_Task details_
From the passage below about 3D-printed bone, print word for word the part that opens with the words containing "Scientists from UNSW" and closes with "School of Chemistry.".

_Page excerpt_
§ §

3D printers may one day become a permanent fixture of operating rooms, now that Australian scientists showed they could print bone-like structures containing living cells.
Scientists from UNSW Sydney have developed a ceramic-based ink that may allow surgeons in the future to 3D-print bone parts complete with living cells that could be used to repair damaged bone tissue.
Using a 3D-printer that deploys a special ink made up of calcium phosphate, the scientists developed a new technique, known as ceramic omnidirectional bioprinting in cell-suspensions (COBICS), enabling them to print bone-like structures that harden in a matter of minutes when placed in water.
While the idea of 3D-printing bone-mimicking structures is not new, this is the first time such material can be created at room temperature – complete with living cells – and without harsh chemicals or radiation, says Dr Iman Roohani from UNSW’s School of Chemistry.

§ §

_Information_
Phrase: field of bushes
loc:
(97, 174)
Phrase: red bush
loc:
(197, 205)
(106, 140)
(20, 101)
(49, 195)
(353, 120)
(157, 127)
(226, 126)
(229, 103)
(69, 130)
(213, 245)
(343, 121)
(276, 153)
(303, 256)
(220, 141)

§ §

_Output below_
Scientists from UNSW Sydney have developed a ceramic-based ink that may allow surgeons in the future to 3D-print bone parts complete with living cells that could be used to repair damaged bone tissue.
Using a 3D-printer that deploys a special ink made up of calcium phosphate, the scientists developed a new technique, known as ceramic omnidirectional bioprinting in cell-suspensions (COBICS), enabling them to print bone-like structures that harden in a matter of minutes when placed in water.
While the idea of 3D-printing bone-mimicking structures is not new, this is the first time such material can be created at room temperature – complete with living cells – and without harsh chemicals or radiation, says Dr Iman Roohani from UNSW’s School of Chemistry.